» Input material
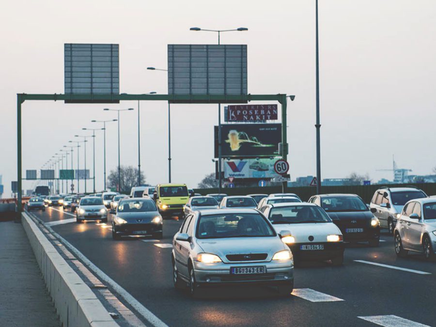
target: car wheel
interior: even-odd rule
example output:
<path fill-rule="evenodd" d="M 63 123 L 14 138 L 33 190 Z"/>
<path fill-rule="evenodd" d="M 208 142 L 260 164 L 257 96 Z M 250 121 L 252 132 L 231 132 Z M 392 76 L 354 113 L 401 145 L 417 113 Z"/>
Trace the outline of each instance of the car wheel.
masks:
<path fill-rule="evenodd" d="M 400 236 L 400 234 L 398 232 L 395 233 L 395 254 L 398 257 L 404 258 L 407 255 L 409 251 L 403 248 L 401 237 Z"/>
<path fill-rule="evenodd" d="M 369 245 L 370 247 L 371 247 L 372 248 L 375 248 L 378 247 L 379 244 L 380 244 L 380 239 L 374 238 L 368 241 L 368 243 L 369 243 Z"/>
<path fill-rule="evenodd" d="M 426 260 L 431 260 L 433 258 L 434 254 L 432 242 L 428 236 L 425 235 L 422 238 L 422 248 L 424 250 L 424 257 Z"/>
<path fill-rule="evenodd" d="M 342 265 L 343 263 L 343 253 L 331 259 L 332 264 L 335 267 Z"/>

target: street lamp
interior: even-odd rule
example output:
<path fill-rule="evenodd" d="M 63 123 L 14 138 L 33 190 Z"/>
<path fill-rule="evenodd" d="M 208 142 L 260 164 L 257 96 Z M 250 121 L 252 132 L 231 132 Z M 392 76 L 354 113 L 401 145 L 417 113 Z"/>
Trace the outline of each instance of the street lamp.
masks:
<path fill-rule="evenodd" d="M 103 110 L 105 111 L 117 111 L 118 114 L 118 185 L 117 187 L 117 190 L 120 192 L 120 190 L 121 188 L 121 166 L 120 159 L 120 111 L 133 110 L 133 108 L 128 108 L 127 109 L 109 109 L 109 108 L 105 108 Z"/>
<path fill-rule="evenodd" d="M 220 35 L 221 32 L 243 31 L 248 31 L 248 29 L 245 27 L 239 27 L 233 30 L 204 30 L 199 27 L 191 27 L 190 31 L 203 31 L 206 32 L 215 32 L 218 33 L 218 44 L 221 44 Z M 221 187 L 222 181 L 221 176 L 221 104 L 218 104 L 218 193 L 221 193 Z"/>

» Request
Omit the pictures and restate the rest of the records verbatim.

» Result for this exercise
target: car wheel
interior: even-odd rule
example output:
<path fill-rule="evenodd" d="M 63 123 L 14 138 L 33 190 Z"/>
<path fill-rule="evenodd" d="M 208 142 L 260 164 L 257 96 Z M 250 121 L 252 132 L 231 132 Z M 392 76 L 354 113 L 401 145 L 417 113 Z"/>
Trace the outline of each instance of the car wheel.
masks:
<path fill-rule="evenodd" d="M 400 236 L 400 234 L 398 232 L 395 233 L 395 254 L 398 257 L 404 258 L 407 255 L 409 251 L 403 248 L 401 237 Z"/>
<path fill-rule="evenodd" d="M 369 245 L 370 247 L 371 247 L 372 248 L 375 248 L 378 247 L 379 244 L 380 244 L 380 239 L 374 238 L 368 241 L 368 243 L 369 243 Z"/>
<path fill-rule="evenodd" d="M 426 260 L 431 260 L 433 258 L 434 254 L 432 242 L 428 236 L 425 235 L 422 238 L 422 248 L 424 250 L 424 257 Z"/>
<path fill-rule="evenodd" d="M 342 265 L 343 263 L 343 253 L 331 259 L 332 264 L 335 267 Z"/>

target: street lamp
interior: even-odd rule
example output:
<path fill-rule="evenodd" d="M 63 123 L 14 138 L 33 190 Z"/>
<path fill-rule="evenodd" d="M 208 142 L 260 164 L 257 96 Z M 250 121 L 252 132 L 231 132 Z M 392 76 L 354 113 L 401 145 L 417 113 Z"/>
Trace the outline of each instance of the street lamp.
masks:
<path fill-rule="evenodd" d="M 103 110 L 105 111 L 117 111 L 118 114 L 118 185 L 117 187 L 117 190 L 120 192 L 120 190 L 121 188 L 121 166 L 120 159 L 120 111 L 133 110 L 133 108 L 128 108 L 127 109 L 109 109 L 109 108 L 105 108 Z"/>
<path fill-rule="evenodd" d="M 220 35 L 221 32 L 243 31 L 248 31 L 248 29 L 245 27 L 239 27 L 233 30 L 204 30 L 199 27 L 191 27 L 190 31 L 203 31 L 206 32 L 215 32 L 218 33 L 218 44 L 221 44 Z M 221 187 L 222 181 L 221 176 L 221 104 L 218 104 L 218 193 L 221 193 Z"/>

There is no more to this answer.